Extrait de page.
────
Les risques des grossesses tardives

Avortements spontanés et aberrations chromosomiques

D’après Warbuton, le taux de fausses couches spontanées atteindrait 33,8 % à partir de 40 ans contre 11,7 % entre 30 et 34 ans, 17,7 % entre 35 et 39 et 53,2 % après 45 ans [22] L’élévation du taux d’aberrations chromosomiques avec l’âge est bien connue. Le risque de survenue d’anomalie chromosomique est estimé à 1,6 % à 38 ans, 2,21 % à 40 ans et 4 % à 42 ans. La fréquence des atteintes chromosomiques entre 40 et 45 ans est de 3 % des naissances vivantes [23]. La trisomie 21 représente la moitié des atteintes chromosomique imputables à l’âge maternel.

Complications de la grossesse

La littérature est unanime, les maladies préexistantes chroniques sont toutes plus fréquentes chez les femmes de 40 ans et plus : hypertension artérielle (HTA), diabète, obésité, fibromes, dysfonctionnement thyroïdien, antécédent de pathologie cardiaque et thromboembolique. Ces femmes ont également une prévalence des fibromes plus importante, entraînant une malposition fœtale, un travail dystocique et des césariennes [24].
────
Données enregistrées:

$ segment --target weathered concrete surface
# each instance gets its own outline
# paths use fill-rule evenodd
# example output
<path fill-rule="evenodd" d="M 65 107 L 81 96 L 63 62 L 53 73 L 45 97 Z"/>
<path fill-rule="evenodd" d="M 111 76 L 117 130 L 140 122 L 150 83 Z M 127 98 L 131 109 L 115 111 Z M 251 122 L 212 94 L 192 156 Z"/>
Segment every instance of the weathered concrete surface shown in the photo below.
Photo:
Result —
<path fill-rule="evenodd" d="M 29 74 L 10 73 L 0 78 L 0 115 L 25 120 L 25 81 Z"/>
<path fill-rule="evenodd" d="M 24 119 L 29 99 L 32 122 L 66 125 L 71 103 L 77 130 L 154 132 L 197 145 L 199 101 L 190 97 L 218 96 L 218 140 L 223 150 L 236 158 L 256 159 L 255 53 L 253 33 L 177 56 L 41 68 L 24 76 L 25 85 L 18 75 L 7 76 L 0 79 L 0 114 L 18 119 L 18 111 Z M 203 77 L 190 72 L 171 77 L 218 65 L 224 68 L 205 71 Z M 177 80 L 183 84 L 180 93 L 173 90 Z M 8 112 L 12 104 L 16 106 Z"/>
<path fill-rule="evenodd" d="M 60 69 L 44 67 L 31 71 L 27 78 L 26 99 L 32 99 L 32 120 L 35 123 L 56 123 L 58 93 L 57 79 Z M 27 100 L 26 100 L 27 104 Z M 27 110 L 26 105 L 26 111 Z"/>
────
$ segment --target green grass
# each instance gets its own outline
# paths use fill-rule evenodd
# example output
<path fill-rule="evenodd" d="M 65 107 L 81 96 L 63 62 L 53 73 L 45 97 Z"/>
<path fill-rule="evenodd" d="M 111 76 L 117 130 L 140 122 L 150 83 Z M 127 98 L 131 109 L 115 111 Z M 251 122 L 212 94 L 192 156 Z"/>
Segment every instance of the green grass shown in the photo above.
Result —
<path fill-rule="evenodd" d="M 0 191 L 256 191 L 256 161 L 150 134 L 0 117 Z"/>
────
Objectif.
Prolongez l'extrait sur les risques des grossesses tardives en reprenant juste après sa dernière phrase.

Zone de réponse.
La quasi-totalité des études met en évidence une augmentation de la fréquence du diabète gestationnel et de l’HTA avec l’âge [24]. Un taux significativement plus élevé de césariennes, dès l’âge de 35 ans, est noté dans toutes les publications. Cette augmentation de la fréquence des césariennes est plus nette chez les primipares, mais elle est généralement observée aussi chez les multipares. Elle concerne à la fois les césariennes de principe (décidées avant la mise en travail) que celles réalisées en urgence, et est observée pour toutes les indications, souffrance fœtale comprise. Le taux d’extraction instrumentale est également plus élevé [25].

Le taux de mortalité maternelle s’élève également avec l’âge. Sa valeur la plus basse est enregistrée entre 25 et 29 ans ; la différence par rapport à cette classe d’âge est ensuite statistiquement significative à partir de 35 ans : le risque est multiplié par 2,4 pour les femmes âgées de 35-39 ans, et par 3 au-delà de 40 ans [26].

État des enfants à la naissance

Le taux de prématurité s’élevé avec l’âge [24]. Pour la majorité des auteurs, il existe une augmentation des morts in utero et de la mortalité périnatale dès 35 ans, chez les nullipares comme chez les multipares [27].

À 40 ans, la majorité des études concluent à un devenir fœtal plutôt favorable, mais toutes soulignent l’augmentation des complications avec l’âge maternel, quelle que soit la parité.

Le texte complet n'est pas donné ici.